Source material>
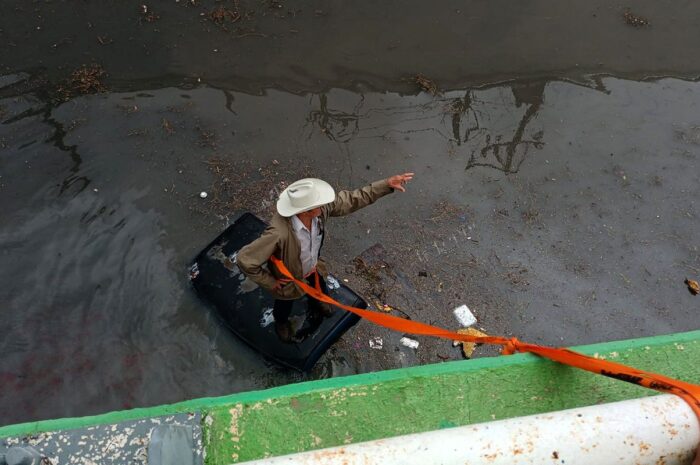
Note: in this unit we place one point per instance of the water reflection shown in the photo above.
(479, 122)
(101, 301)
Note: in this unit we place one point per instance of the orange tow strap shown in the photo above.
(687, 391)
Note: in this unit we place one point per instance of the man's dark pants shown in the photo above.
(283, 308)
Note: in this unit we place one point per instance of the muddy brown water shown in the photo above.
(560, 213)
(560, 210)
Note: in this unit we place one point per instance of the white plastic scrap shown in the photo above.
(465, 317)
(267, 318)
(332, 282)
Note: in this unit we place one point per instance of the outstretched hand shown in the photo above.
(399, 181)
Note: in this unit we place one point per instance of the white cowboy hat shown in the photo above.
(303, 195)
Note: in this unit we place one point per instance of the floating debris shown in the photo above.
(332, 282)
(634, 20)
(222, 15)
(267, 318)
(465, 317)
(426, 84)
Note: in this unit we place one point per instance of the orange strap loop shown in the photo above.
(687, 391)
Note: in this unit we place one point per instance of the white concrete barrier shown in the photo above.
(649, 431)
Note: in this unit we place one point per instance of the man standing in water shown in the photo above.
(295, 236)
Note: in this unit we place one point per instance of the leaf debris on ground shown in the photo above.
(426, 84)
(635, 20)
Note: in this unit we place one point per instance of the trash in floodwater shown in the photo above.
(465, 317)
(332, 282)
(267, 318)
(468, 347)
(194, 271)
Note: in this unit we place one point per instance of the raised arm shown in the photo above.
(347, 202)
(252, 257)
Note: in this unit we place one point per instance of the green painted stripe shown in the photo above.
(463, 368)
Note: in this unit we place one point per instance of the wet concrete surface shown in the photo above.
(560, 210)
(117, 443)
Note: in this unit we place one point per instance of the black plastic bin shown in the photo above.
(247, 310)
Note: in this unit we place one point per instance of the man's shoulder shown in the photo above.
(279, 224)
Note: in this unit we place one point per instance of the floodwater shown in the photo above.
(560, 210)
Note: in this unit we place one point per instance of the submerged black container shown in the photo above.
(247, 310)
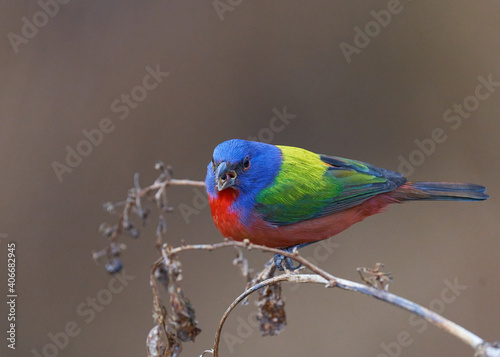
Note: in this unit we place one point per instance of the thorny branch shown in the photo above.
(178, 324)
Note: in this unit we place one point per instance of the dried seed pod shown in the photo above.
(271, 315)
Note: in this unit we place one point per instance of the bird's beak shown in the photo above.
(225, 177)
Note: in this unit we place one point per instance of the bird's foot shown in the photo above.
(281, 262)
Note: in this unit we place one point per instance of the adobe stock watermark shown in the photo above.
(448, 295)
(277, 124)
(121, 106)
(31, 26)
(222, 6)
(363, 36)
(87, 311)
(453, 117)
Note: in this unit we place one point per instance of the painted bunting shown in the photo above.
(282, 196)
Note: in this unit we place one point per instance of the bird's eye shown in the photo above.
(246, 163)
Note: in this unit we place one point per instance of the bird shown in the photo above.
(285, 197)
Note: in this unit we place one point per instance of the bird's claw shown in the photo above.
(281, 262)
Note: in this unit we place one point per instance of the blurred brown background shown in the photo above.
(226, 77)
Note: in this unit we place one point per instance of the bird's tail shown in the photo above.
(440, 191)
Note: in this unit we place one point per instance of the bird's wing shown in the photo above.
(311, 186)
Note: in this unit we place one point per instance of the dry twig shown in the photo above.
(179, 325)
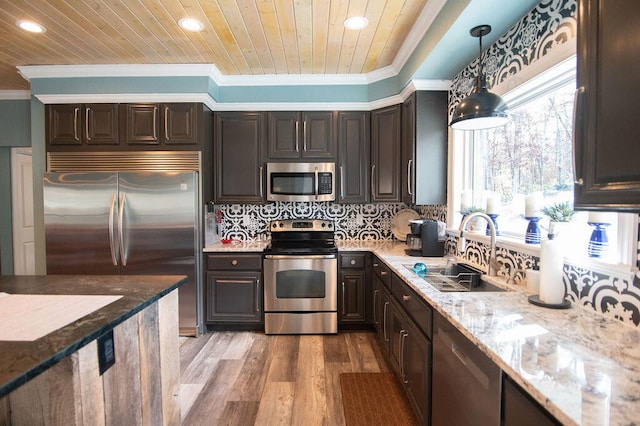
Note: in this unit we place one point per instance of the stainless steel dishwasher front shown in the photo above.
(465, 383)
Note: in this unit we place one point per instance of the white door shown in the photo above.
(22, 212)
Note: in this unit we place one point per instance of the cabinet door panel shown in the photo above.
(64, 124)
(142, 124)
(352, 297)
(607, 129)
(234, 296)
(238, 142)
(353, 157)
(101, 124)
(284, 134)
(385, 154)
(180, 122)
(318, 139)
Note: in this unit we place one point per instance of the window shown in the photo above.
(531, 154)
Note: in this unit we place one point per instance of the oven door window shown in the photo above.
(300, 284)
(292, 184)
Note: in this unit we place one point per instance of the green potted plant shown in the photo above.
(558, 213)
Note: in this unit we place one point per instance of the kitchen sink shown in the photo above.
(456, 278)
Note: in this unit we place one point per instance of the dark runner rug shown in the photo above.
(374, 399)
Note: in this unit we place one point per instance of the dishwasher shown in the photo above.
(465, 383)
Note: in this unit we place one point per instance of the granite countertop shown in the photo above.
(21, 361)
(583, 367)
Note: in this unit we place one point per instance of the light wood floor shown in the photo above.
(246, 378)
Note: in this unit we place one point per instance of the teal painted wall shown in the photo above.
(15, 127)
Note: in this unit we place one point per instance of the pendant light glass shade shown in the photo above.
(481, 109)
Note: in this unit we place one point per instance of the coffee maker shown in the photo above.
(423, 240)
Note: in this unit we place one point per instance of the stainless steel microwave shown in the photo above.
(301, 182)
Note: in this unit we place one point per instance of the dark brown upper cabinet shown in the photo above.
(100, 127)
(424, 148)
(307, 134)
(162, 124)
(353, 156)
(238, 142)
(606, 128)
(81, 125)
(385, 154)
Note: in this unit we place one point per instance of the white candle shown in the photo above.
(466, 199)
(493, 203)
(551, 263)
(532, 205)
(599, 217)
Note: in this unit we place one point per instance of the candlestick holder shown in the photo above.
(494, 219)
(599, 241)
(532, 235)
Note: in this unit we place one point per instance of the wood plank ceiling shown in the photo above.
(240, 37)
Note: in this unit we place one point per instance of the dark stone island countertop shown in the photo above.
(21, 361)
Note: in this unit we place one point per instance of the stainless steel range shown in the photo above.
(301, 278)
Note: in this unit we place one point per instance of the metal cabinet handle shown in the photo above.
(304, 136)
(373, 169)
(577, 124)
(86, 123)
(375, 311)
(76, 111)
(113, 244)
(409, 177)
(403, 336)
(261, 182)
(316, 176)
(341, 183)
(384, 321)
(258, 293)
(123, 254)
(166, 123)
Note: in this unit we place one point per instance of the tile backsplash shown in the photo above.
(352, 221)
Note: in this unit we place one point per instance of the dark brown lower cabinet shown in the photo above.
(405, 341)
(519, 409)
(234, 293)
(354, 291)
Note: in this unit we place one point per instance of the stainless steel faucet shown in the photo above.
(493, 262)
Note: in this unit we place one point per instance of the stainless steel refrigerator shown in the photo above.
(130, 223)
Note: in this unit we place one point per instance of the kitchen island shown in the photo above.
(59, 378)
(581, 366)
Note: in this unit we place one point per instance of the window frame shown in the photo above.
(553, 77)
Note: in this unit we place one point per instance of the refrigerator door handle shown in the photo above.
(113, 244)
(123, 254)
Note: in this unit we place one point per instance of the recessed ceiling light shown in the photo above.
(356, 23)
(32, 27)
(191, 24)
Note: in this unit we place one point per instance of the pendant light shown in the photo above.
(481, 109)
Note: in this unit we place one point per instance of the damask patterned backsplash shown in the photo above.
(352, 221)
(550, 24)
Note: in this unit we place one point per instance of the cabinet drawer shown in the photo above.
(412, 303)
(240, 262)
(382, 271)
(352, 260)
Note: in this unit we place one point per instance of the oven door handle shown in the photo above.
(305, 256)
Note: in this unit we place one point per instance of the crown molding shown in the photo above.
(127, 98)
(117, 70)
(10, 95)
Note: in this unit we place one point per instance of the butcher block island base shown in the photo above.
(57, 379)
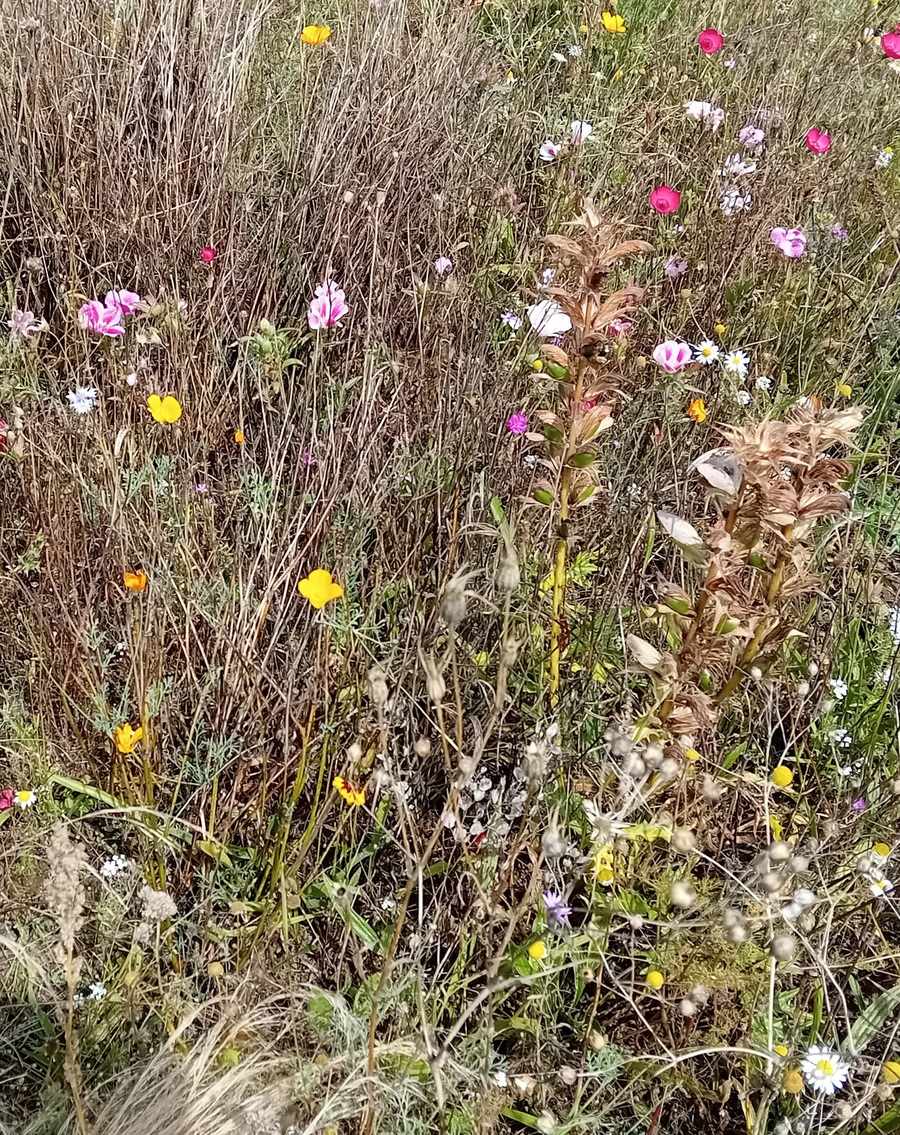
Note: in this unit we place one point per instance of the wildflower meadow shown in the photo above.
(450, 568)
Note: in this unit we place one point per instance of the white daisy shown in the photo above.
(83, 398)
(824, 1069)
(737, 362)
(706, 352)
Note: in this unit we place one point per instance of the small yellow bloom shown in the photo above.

Do this> Write out the full set of lines verbatim, without the pictures.

The response>
Note: in this unit we place one point per instance of the water reflection shown in the photo above.
(479, 122)
(101, 301)
Note: in this unit we place one point per instance of the orange tow strap shown in the photo above.
(687, 391)
Note: in this unit we place one point per instance of the man's dark pants shown in the photo above.
(283, 308)
Note: in this unit we place one point per instance of the muddy brown water shown in the photo above.
(560, 213)
(560, 210)
Note: in this unit we place one point per instance of the white plastic scrap shown in the photo above.
(465, 317)
(267, 318)
(332, 282)
Note: in this unit we place one point per instance of the outstretched hand shown in the photo above.
(399, 181)
Note: in this unit we place one point per instance of the white cowboy hat shown in the photo above.
(303, 195)
Note: in this unit we place one point per instance of the floating debris shown in the photo above.
(332, 282)
(634, 20)
(222, 15)
(267, 318)
(465, 317)
(426, 84)
Note: in this unit we place one point per instance of the orange strap loop shown in the photo above.
(687, 391)
Note: in this unit we place one point per instance of the white concrete barrier shown in the photo above.
(649, 431)
Note: in this unit we place one point per instance of the man standing in water shown in the photo above.
(295, 236)
Note: in this unit we place one point per instance of the leaf debris on ground shown in the photo above.
(426, 84)
(635, 20)
Note: in this unit we place one point per instance of the trash in floodwater shown in the photo above.
(465, 317)
(332, 282)
(267, 318)
(468, 347)
(194, 271)
Note: in this unit we place one point per instance of the raised arm shown in the photo above.
(347, 202)
(252, 257)
Note: in this unit we place one point per instance of the green painted stripe shown in the photo above.
(463, 368)
Note: in this unit we place one point per instance of the wet concrete surface shown in the photo above.
(560, 210)
(117, 443)
Note: in this unit we place one point per instance of the black plastic bin shown in the photo above.
(247, 310)
Note: in this unit we place one point per instance of the man's shoulder shown in the photo above.
(279, 224)
Note: in this unit we place one point per instance of the floodwater shown in the photo above.
(560, 210)
Note: in this unit we place one point per instance of the submerged black container shown in the photo above.
(247, 310)
Note: in this unit we place one point per instance of the thorny branch shown in the photo above.
(178, 324)
Note: in this unit we place one point per instance of the dried seed pod shown in the photo above.
(271, 315)
Note: in this unit we place one point per instance of the bird's beak shown in the photo above.
(225, 177)
Note: in this unit we place one point per instance of the bird's foot shown in the photo above.
(281, 262)
Note: in this unit we place one point per instance of the adobe stock watermark shown in the photo above.
(448, 295)
(277, 124)
(121, 106)
(31, 26)
(222, 6)
(363, 36)
(87, 311)
(453, 117)
Note: in this unit we place one point per instance of the painted bunting shown in the photo above.
(282, 196)
Note: in this unit we place one point per instance of the bird's eye shown in the photo above.
(246, 163)
Note: in this unit we place one point per instance of the bird shown in the photo above.
(285, 197)
Note: in this unit we place one point per instance of the bird's claw shown in the photo above.
(281, 262)
Note: in this unit we place one point per instance of the blurred brown background shown in the photo above.
(226, 77)
Note: in this unit we place one point per instance of the bird's tail shown in the photo above.
(440, 191)
Note: in this unit we place one point per instance of the bird's wing shown in the photo above.
(311, 186)
Note: in this unit we place one point per instance of the dry twig shown in the photo above.
(179, 325)
Note: in this unit we place one point per instance of the stainless steel dishwasher front shown in the photo above.
(465, 383)
Note: in this unit we place one point per instance of the white door shown in the photo above.
(22, 212)
Note: in this unit we place one point per instance of the cabinet door panel shown in the photo above.
(64, 124)
(142, 124)
(352, 297)
(607, 129)
(234, 296)
(238, 142)
(353, 157)
(101, 124)
(284, 134)
(385, 154)
(180, 122)
(318, 139)
Note: in this unit we place one point per instance of the window shown in the photo above.
(531, 154)
Note: in this unit we place one point per instance of the oven door window shown in the photo above.
(300, 284)
(292, 184)
Note: in this unit we place one point per instance of the green potted plant shown in the photo above.
(558, 213)
Note: in this unit we place one point per instance of the kitchen sink shown in the photo above.
(456, 278)
Note: in this unit we place one point per instance of the dark runner rug shown in the photo above.
(374, 399)
Note: in this unit we place one point per instance of the dishwasher shown in the photo above.
(465, 383)
Note: in this unit we place one point per instance of the granite countertop shown in the photo above.
(21, 361)
(583, 367)
Note: in this unit we place one point per instance of the light wood floor shown in the photo above.
(246, 378)
Note: in this unit we place one point per instance of the teal painted wall shown in the photo above.
(15, 127)
Note: in this unit we place one point per instance of the pendant light glass shade shown in the photo above.
(481, 109)
Note: in this unit we place one point per instance of the coffee maker shown in the photo above.
(423, 240)
Note: in this unit we place one point per instance of the stainless steel microwave shown in the photo above.
(301, 182)
Note: in this unit we place one point per instance of the dark brown upper cabinet shown in the photo above.
(100, 127)
(424, 148)
(307, 134)
(162, 124)
(353, 156)
(238, 142)
(606, 128)
(81, 125)
(385, 154)
Note: in this unit we place one point per instance of the white candle shown in the photo above.
(466, 199)
(493, 203)
(551, 263)
(532, 205)
(599, 217)
Note: in this unit we place one point per instance of the candlestick holder shown in the photo above.
(494, 219)
(599, 241)
(532, 235)
Note: in this unit we place one point per instance of the wood plank ceiling shown in the photo above.
(240, 37)
Note: in this unit we place one point per instance of the dark stone island countertop shown in the photo above.
(21, 361)
Note: in this unit we place one point per instance of the stainless steel range shown in the photo above.
(301, 278)
Note: in this unit we place one point per instance of the metal cabinet handle shown in the photo above.
(304, 136)
(373, 169)
(577, 124)
(86, 123)
(375, 311)
(76, 111)
(113, 244)
(409, 177)
(403, 336)
(261, 182)
(316, 176)
(341, 183)
(384, 321)
(258, 293)
(123, 254)
(166, 123)
Note: in this unit we place one point per instance of the tile backsplash shown in the photo above.
(352, 221)
Note: in this unit we place one point per instance of the dark brown lower cabinet shown in the photo above.
(405, 341)
(519, 409)
(234, 293)
(354, 291)
Note: in this unit we place one point per instance of the stainless steel faucet shown in the photo above.
(493, 262)
Note: in this unit we place one point per instance of the stainless steel refrigerator shown in the photo above.
(130, 223)
Note: in this unit we place one point per instance of the kitchen island shown in the photo above.
(59, 378)
(581, 366)
Note: in this unit we place one point per instance of the window frame shown in the photo above.
(553, 77)
Note: in this unit we place one point per instance of the refrigerator door handle shown in the photo above.
(113, 244)
(123, 254)
Note: in this unit we place one point per instance of the recessed ceiling light shown in the photo above.
(356, 23)
(32, 27)
(191, 24)
Note: in this unit we place one point per instance of the pendant light shown in the photo above.
(481, 109)
Note: in this unit we place one point per instance of the damask patterned backsplash shown in the photo above.
(352, 221)
(550, 24)
Note: in this unit we place one point per instance of the cabinet drawer shown in the photo above.
(412, 303)
(240, 262)
(382, 271)
(352, 260)
Note: in this unit we place one point per instance of the oven door handle shown in the photo above.
(305, 256)
Note: in this unit we place one point per instance of the crown molding shown in the photo above.
(127, 98)
(117, 70)
(10, 95)
Note: in this unit we place one point per instance of the butcher block island base shown in the photo above.
(57, 379)
Note: in this unit we place one point per instance of the wildflower meadow shown in the photo above.
(450, 568)
Note: in this unit we place one point per instance of the white daisy shown in the photo above.
(83, 398)
(824, 1069)
(737, 362)
(706, 352)
Note: in this unit we place one point per instance of the small yellow bloom shown in the photo above.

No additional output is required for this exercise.